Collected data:
* * *
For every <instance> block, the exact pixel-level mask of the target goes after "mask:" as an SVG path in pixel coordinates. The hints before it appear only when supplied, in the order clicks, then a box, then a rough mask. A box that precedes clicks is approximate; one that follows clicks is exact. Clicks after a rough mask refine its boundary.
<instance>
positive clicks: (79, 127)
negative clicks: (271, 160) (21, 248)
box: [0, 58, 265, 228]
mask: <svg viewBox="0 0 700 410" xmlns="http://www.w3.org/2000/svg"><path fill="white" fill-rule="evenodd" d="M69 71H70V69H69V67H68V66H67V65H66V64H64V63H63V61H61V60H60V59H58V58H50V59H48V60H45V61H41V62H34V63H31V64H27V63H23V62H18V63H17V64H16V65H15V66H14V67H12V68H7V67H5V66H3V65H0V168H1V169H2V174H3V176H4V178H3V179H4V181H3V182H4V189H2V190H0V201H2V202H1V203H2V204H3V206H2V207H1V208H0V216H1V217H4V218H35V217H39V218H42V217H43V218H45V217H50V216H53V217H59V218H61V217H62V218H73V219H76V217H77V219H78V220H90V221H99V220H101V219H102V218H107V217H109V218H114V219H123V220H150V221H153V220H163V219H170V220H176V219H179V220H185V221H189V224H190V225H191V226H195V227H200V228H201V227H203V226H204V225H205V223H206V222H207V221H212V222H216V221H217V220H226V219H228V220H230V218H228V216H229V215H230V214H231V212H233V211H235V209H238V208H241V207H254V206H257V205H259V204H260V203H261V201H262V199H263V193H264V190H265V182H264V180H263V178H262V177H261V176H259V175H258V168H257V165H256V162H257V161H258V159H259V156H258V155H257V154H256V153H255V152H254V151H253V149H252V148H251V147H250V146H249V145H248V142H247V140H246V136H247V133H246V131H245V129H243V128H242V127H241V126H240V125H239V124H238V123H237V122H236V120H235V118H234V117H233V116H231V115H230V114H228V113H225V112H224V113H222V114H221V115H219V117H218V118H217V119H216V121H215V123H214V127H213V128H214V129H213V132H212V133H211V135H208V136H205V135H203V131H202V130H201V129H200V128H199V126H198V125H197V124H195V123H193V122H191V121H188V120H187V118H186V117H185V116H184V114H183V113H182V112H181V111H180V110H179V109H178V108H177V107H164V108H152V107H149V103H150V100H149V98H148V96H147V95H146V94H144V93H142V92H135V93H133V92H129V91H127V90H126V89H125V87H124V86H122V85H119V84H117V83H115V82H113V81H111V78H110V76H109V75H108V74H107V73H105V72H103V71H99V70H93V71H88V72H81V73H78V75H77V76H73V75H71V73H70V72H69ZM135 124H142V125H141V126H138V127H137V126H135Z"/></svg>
* * *
WHAT YOU ARE ASKED TO DO -> Go through the lines above and tally those with the string "instance". The total is all that is needed.

WORKED SOLUTION -> 2